* SOURCE RECORDS *
● ● ● ● ●

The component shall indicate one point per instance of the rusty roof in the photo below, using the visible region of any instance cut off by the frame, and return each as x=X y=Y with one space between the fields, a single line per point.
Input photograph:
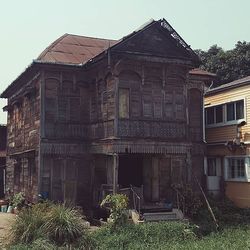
x=201 y=72
x=230 y=85
x=74 y=49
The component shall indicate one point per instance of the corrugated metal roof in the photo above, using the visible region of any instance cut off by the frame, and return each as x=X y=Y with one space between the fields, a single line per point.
x=234 y=84
x=73 y=49
x=201 y=72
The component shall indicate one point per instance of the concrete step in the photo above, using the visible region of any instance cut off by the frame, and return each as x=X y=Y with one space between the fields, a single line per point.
x=175 y=214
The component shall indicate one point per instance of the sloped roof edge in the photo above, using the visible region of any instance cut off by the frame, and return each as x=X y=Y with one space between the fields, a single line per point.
x=234 y=84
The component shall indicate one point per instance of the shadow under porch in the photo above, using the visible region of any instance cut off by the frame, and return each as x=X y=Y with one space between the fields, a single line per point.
x=149 y=177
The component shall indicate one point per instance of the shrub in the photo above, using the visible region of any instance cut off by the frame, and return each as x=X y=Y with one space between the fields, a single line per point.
x=47 y=226
x=117 y=203
x=63 y=225
x=27 y=226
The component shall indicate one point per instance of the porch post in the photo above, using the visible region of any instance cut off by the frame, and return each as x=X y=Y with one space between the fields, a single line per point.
x=115 y=172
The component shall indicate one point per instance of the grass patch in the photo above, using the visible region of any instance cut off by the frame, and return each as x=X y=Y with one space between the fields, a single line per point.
x=143 y=236
x=49 y=226
x=170 y=235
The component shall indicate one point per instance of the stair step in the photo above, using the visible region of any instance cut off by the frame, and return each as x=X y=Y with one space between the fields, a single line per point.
x=160 y=216
x=163 y=216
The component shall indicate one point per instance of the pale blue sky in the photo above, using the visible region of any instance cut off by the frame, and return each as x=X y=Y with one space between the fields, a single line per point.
x=29 y=26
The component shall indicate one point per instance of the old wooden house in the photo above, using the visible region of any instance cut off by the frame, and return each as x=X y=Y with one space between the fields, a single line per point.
x=3 y=138
x=90 y=116
x=228 y=141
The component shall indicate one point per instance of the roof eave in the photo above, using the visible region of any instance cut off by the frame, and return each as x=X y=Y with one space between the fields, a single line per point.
x=215 y=91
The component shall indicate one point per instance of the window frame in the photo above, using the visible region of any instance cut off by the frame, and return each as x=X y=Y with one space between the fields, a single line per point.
x=127 y=116
x=225 y=122
x=246 y=177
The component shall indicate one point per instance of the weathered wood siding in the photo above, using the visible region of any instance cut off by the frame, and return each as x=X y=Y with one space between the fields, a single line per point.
x=226 y=133
x=66 y=105
x=23 y=133
x=67 y=179
x=24 y=121
x=157 y=102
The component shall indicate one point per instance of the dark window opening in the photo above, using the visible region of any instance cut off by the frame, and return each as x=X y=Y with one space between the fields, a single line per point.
x=130 y=171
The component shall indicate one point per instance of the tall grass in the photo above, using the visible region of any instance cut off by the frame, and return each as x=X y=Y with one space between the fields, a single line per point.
x=49 y=226
x=63 y=225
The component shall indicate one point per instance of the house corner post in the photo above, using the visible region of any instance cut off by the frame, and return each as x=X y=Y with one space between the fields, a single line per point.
x=115 y=172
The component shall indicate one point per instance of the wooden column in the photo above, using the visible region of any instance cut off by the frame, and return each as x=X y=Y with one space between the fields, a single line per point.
x=115 y=172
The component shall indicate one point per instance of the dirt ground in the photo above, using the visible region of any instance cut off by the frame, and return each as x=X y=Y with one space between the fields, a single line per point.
x=5 y=223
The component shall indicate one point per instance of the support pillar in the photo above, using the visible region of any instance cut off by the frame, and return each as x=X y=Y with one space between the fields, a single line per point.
x=115 y=172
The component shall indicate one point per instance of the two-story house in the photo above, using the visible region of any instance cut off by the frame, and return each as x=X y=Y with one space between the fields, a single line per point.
x=3 y=138
x=228 y=140
x=91 y=114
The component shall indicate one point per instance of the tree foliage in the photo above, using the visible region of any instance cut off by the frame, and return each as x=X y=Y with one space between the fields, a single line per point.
x=229 y=65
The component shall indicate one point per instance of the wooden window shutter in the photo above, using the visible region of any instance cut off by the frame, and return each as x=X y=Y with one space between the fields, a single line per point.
x=123 y=103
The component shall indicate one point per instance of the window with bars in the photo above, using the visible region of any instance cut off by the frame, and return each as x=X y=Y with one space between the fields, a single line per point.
x=228 y=113
x=235 y=168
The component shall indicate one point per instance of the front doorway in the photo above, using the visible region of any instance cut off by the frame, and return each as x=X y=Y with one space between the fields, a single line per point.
x=130 y=170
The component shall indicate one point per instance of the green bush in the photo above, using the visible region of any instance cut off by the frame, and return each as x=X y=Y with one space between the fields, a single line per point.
x=27 y=226
x=63 y=225
x=117 y=204
x=48 y=226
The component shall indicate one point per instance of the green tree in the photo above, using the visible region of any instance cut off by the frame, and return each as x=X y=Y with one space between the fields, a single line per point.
x=228 y=65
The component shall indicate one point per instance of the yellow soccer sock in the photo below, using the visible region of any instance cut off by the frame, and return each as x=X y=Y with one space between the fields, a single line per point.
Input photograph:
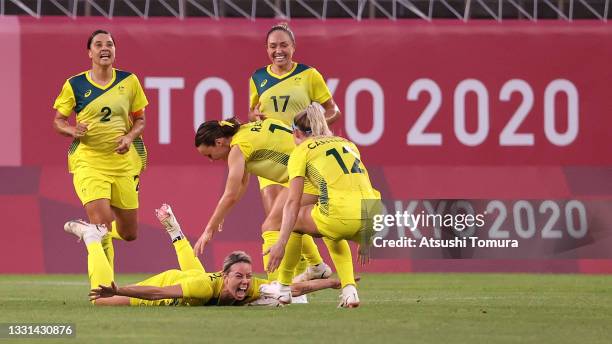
x=186 y=257
x=290 y=260
x=100 y=272
x=310 y=251
x=340 y=253
x=109 y=250
x=113 y=232
x=302 y=264
x=270 y=238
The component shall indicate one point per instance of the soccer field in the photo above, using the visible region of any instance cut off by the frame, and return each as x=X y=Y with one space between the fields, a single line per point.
x=416 y=308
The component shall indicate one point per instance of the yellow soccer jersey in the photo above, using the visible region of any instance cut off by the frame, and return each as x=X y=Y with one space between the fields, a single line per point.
x=106 y=110
x=283 y=96
x=333 y=164
x=199 y=288
x=266 y=146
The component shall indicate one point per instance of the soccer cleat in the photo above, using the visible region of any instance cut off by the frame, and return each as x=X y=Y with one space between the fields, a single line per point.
x=276 y=291
x=299 y=299
x=349 y=297
x=81 y=229
x=319 y=271
x=266 y=301
x=168 y=220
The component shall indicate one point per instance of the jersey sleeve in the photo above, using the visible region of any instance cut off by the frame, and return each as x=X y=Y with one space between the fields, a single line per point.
x=65 y=102
x=244 y=145
x=297 y=163
x=139 y=100
x=197 y=287
x=318 y=88
x=256 y=283
x=253 y=96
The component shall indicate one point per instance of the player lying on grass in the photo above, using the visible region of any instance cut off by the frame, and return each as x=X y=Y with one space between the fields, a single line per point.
x=189 y=286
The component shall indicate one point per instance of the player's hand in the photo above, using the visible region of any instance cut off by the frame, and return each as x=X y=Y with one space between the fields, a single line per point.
x=198 y=248
x=363 y=254
x=123 y=144
x=79 y=130
x=276 y=252
x=256 y=114
x=103 y=291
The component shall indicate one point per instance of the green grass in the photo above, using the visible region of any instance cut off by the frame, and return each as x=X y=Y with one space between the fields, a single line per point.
x=414 y=308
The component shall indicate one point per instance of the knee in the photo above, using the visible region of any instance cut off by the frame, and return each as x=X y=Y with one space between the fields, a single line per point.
x=129 y=236
x=270 y=224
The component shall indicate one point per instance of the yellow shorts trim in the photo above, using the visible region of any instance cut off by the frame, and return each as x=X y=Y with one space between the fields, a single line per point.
x=336 y=229
x=91 y=185
x=263 y=183
x=308 y=187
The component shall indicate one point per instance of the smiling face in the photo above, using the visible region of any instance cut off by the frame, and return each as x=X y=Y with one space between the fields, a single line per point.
x=238 y=280
x=102 y=50
x=280 y=49
x=219 y=151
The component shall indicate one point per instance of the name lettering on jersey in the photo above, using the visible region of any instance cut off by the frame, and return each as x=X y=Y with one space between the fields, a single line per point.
x=316 y=143
x=215 y=276
x=257 y=126
x=85 y=92
x=264 y=80
x=348 y=149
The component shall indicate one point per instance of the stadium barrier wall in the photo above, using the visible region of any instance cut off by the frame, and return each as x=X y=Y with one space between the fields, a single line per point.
x=511 y=118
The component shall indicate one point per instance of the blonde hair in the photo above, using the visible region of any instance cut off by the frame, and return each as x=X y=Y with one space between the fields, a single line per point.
x=312 y=121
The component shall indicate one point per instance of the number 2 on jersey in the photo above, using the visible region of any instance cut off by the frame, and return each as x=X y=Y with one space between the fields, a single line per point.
x=354 y=169
x=286 y=98
x=106 y=113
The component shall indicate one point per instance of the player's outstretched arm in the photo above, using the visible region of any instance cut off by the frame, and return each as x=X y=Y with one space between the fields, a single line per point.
x=301 y=288
x=231 y=195
x=137 y=291
x=62 y=126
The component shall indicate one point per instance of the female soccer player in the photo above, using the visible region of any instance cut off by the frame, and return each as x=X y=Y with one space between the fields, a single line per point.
x=261 y=148
x=280 y=90
x=189 y=286
x=345 y=206
x=107 y=153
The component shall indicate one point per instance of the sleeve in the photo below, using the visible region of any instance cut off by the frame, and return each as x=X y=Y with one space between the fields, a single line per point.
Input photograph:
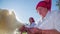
x=49 y=4
x=57 y=22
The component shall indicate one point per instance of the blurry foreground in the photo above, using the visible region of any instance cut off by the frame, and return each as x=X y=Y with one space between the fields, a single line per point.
x=8 y=22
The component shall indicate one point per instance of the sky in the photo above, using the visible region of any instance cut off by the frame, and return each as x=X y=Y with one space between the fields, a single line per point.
x=24 y=8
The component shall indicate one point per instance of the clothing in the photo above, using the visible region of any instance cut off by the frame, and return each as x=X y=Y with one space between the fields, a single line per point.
x=50 y=21
x=31 y=25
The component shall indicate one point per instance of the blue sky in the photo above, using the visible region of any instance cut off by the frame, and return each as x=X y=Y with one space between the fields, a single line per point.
x=24 y=8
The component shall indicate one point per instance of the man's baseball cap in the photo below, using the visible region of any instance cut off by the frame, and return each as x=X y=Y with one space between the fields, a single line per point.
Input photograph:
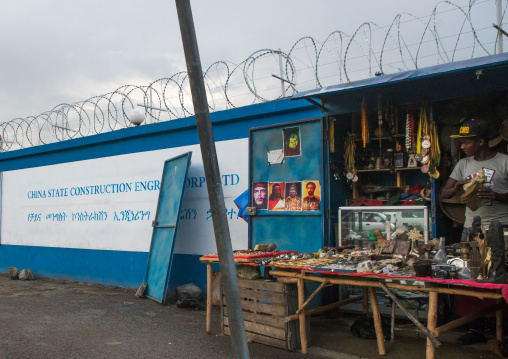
x=473 y=128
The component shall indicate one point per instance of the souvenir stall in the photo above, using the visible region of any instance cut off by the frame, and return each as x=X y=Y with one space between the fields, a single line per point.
x=352 y=198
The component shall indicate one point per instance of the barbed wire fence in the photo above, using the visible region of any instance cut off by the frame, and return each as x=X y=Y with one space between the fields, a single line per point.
x=449 y=33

● ● ● ● ●

Render the material starting at the line containing "the window frame" and ending at the line containing "x=246 y=177" as a two-column CSV headed instruction and points, one row for each text-and-answer pair. Put each field in double quotes and replace its line breaks with spaces.

* ANSWER TO THE TASK *
instruction,points
"The component shall indicate one point per instance of the window frame in the photo above, using the visible region of any instance cut off by the frame, and return each as x=X y=Y with one space between the fields, a single line per point.","x=127 y=116 x=225 y=122 x=246 y=177"